• [Görev A]: Otobüs yolculuğunu anlatan yazıda anlatıcı otobüste hangi kitabı okuyordu?
• [Görev B]: Aşağıdaki veri satırlarından "label: green foreground grass => bbox" geçen satır ile "(15, 155), (92, 198)" geçen satır arasındakileri, bu iki satır da dahil olmak üzere, hiçbir değişiklik yapmadan kopyala.

• [Kaynak Metin]:

11 Ekim 2016 Salı

Habent sua fata libelli… Kitapların kendi yazgısı vardır... FEN ÇOCUĞU




Otobüste kitap okurken yan koltukta hafiften uyumaya 
çalışan yol arkadaşım önce elimdeki kitaba baktı, Sabahattin Ali / Kamyon, sonra tek gözüyle bir kitaba bir bana bakıp diğer gözünü de kırparken  hafiften kafayı salladı. ” Nasıl, güzel bir kitap mı?” demek istiyordu.
Kısa kısa hikayeler dedim. Yüksek sesle oku ben de duyayım dedi. Aaa nasıl çocuğa masal okur gibi mi yani ?..  Evet. Niye ? Olmaz mı? dedi… Bilmem; olur herhalde. Başladım okumaya... Arada uyudu galiba diyerek içimden okumaya başladığımda  Hı-ı ??? diyince uyumadığını anlayıp yeniden onun duyacağı kadar yüksek sesle okumaya devam ettim. Annemin ifadesiyle uyumuyor, gözlerini dinlendiriyordu herhalde...

Yolculuğun sonunda "sen okurken uykum gelmedi; güzel okuyorsun sen" dedi.
Ben de kitapları düz ve sıkıcı değil karakterlere can vererek okumayı sevdiğimi, tiyatroya ilgimi, konservatuara nasıl gitmeye başlayıp sonra neden bıraktığımı anlatım ona.
O da "Belli " diyerek her şeyi bir kelimede toparladı.
Onun verdiği cesaret ve belki de bana beni hatırlatmasıyla hemen ertesi gün telefon numarasını bulduğum Altı Nokta Görme Engelliler vakfının yetkilisine pazar günü olmasına rağmen whts- up mesajı atarak Görme Engelliler için kitap okumak istediğimi yazdım. Ve yine, pazar günü olmasına rağmen anında yanıt aldım " Yarın 13:00 te gelebilir misiniz ?"

• [Veri Satırları]:
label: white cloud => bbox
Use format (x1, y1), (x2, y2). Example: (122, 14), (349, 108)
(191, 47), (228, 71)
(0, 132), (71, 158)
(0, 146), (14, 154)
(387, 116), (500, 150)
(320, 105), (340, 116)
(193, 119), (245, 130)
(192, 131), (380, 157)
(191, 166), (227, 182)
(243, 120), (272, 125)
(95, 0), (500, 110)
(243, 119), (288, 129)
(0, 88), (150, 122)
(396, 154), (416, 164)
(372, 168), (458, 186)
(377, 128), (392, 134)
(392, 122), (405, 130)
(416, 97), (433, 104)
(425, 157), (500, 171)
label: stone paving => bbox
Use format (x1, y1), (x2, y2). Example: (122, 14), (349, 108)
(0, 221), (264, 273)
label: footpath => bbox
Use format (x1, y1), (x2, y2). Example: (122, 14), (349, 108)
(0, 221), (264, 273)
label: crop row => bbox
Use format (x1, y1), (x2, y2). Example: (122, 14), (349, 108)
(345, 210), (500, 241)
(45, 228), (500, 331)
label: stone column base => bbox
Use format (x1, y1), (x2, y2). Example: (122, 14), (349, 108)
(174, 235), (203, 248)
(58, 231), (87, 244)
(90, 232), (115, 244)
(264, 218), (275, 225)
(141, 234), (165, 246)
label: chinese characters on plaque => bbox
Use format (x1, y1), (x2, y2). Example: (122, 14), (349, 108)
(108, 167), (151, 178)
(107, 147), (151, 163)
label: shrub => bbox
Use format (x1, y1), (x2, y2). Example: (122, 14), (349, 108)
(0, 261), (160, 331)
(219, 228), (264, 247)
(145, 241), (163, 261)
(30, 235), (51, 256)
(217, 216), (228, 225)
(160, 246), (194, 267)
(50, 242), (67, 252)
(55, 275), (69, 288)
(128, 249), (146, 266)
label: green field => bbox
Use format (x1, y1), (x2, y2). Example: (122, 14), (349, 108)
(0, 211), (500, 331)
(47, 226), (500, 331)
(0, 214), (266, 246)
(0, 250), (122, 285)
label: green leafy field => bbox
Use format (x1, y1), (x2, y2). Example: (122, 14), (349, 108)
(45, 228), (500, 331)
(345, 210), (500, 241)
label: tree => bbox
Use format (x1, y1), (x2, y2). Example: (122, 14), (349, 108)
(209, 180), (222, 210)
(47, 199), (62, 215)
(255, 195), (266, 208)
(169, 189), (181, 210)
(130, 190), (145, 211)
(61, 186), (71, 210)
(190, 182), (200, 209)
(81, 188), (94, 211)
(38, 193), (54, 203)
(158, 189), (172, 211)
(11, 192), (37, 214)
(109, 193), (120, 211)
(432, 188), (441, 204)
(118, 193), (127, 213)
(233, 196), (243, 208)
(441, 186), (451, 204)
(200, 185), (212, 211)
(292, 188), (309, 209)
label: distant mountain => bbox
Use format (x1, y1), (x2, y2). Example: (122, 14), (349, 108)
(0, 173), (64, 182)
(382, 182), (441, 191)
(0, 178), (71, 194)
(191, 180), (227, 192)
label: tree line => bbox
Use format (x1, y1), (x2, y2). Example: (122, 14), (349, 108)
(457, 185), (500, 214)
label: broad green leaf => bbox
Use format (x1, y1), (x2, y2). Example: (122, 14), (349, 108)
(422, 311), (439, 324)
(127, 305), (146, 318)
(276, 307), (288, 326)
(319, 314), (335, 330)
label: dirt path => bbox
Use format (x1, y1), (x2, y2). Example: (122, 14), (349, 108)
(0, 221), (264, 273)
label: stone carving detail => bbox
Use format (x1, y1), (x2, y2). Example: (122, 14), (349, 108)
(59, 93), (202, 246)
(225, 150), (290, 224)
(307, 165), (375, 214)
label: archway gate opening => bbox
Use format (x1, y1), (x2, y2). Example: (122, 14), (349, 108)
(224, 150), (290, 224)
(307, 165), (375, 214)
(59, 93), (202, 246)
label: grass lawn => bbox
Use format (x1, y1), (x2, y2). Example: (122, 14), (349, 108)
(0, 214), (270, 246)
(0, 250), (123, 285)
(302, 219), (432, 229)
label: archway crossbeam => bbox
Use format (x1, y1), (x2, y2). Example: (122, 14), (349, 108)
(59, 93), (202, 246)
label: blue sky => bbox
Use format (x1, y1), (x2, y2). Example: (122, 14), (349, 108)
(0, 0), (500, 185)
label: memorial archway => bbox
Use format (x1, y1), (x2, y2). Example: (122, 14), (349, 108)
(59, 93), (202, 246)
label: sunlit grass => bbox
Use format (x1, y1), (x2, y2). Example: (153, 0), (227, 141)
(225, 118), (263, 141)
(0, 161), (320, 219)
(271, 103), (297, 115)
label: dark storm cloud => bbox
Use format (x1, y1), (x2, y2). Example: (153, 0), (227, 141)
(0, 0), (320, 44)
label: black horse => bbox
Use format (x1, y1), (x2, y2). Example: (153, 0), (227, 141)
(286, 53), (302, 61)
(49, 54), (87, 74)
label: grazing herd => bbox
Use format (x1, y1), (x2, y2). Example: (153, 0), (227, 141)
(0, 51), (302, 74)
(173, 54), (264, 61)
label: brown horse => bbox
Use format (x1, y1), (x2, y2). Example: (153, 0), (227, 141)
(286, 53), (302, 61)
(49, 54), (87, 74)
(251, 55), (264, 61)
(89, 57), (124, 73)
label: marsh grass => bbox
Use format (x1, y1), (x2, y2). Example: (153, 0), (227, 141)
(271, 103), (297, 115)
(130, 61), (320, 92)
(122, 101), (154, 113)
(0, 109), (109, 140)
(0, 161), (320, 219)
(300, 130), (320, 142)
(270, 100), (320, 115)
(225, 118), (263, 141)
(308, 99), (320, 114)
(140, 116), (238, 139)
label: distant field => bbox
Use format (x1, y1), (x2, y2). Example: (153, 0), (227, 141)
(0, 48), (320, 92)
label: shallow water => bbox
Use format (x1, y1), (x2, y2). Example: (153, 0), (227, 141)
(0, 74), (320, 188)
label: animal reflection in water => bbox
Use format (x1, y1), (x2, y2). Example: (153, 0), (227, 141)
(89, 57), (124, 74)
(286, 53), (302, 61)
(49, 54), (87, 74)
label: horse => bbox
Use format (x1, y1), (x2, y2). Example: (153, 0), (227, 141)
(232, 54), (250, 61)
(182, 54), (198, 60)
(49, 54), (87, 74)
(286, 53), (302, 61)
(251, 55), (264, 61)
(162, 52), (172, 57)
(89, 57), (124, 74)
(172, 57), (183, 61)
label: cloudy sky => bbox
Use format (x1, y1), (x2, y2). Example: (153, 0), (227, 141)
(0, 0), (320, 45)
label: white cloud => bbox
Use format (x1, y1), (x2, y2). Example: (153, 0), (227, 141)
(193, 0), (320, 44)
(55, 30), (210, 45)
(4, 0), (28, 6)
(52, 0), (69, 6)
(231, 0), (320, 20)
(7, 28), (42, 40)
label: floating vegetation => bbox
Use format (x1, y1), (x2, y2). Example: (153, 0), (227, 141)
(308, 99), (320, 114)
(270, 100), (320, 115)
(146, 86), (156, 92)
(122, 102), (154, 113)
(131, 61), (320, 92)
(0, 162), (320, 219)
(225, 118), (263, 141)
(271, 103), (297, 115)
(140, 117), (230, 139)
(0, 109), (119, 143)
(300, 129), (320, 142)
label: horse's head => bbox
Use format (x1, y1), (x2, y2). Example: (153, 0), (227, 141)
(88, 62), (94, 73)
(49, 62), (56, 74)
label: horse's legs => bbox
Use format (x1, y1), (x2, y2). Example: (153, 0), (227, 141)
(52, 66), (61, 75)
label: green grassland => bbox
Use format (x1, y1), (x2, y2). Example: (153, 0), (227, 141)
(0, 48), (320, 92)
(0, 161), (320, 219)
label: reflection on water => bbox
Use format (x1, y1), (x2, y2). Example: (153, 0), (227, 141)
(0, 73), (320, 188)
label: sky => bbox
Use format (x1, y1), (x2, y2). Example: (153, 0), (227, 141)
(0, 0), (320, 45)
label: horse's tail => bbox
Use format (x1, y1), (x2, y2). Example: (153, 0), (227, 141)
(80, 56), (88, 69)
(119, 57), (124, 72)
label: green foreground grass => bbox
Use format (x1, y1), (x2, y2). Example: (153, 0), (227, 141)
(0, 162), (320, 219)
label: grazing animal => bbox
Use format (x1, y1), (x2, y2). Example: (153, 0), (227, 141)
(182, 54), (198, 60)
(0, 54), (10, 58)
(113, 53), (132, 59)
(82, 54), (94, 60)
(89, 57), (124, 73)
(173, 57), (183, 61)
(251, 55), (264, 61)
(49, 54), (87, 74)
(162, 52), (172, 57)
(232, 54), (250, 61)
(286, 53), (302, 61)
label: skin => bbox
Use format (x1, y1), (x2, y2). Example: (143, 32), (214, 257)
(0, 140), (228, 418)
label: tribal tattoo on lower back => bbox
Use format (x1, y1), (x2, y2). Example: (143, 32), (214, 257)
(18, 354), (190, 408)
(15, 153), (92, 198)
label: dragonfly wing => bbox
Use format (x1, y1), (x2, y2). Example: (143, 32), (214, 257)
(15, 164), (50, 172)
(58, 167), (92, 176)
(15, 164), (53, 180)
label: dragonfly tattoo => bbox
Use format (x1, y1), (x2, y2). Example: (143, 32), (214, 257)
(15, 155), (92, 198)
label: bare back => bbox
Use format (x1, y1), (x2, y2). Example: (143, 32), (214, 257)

• [Beklenen Çıktı A]: Sabahattin Ali'nin Kamyon adlı kitabını okuyordu.

• [Beklenen Çıktı B]:
label: green foreground grass => bbox
Use format (x1, y1), (x2, y2). Example: (153, 0), (227, 141)
(0, 162), (320, 219)
label: grazing animal => bbox
Use format (x1, y1), (x2, y2). Example: (153, 0), (227, 141)
(182, 54), (198, 60)
(0, 54), (10, 58)
(113, 53), (132, 59)
(82, 54), (94, 60)
(89, 57), (124, 73)
(173, 57), (183, 61)
(251, 55), (264, 61)
(49, 54), (87, 74)
(162, 52), (172, 57)
(232, 54), (250, 61)
(286, 53), (302, 61)
label: skin => bbox
Use format (x1, y1), (x2, y2). Example: (143, 32), (214, 257)
(0, 140), (228, 418)
label: tribal tattoo on lower back => bbox
Use format (x1, y1), (x2, y2). Example: (143, 32), (214, 257)
(18, 354), (190, 408)
(15, 153), (92, 198)
label: dragonfly wing => bbox
Use format (x1, y1), (x2, y2). Example: (143, 32), (214, 257)
(15, 164), (50, 172)
(58, 167), (92, 176)
(15, 164), (53, 180)
label: dragonfly tattoo => bbox
Use format (x1, y1), (x2, y2). Example: (143, 32), (214, 257)
(15, 155), (92, 198)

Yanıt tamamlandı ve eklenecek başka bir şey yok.